## [GIVEN INFORMATION]
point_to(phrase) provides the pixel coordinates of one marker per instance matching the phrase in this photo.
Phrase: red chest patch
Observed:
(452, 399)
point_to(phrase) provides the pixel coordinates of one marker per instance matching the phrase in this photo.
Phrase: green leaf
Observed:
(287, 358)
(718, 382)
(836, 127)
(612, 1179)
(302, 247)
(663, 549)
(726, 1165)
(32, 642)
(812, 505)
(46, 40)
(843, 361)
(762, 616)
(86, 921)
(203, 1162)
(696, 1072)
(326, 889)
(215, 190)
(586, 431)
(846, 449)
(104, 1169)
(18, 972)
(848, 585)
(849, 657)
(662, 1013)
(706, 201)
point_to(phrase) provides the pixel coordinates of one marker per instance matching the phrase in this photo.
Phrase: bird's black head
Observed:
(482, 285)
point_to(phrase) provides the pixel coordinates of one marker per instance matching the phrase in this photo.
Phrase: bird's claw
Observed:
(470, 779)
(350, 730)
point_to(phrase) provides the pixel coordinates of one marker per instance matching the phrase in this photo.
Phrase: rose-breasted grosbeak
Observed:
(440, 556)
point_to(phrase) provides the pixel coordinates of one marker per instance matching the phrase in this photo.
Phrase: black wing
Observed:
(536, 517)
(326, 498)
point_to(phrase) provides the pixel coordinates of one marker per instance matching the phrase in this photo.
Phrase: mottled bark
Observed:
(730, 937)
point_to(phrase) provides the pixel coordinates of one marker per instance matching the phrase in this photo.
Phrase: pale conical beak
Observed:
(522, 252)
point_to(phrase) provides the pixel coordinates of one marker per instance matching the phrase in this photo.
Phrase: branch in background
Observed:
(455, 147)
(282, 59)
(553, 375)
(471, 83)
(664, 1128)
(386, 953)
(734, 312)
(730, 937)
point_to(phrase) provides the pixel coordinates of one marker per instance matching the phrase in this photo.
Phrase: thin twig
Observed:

## [YOUR ASSIGNMENT]
Filter the listing above for the string "black" and copy every matching line.

## [ANSWER TO THIS TASK]
Phrase: bird's black head
Phrase: black wing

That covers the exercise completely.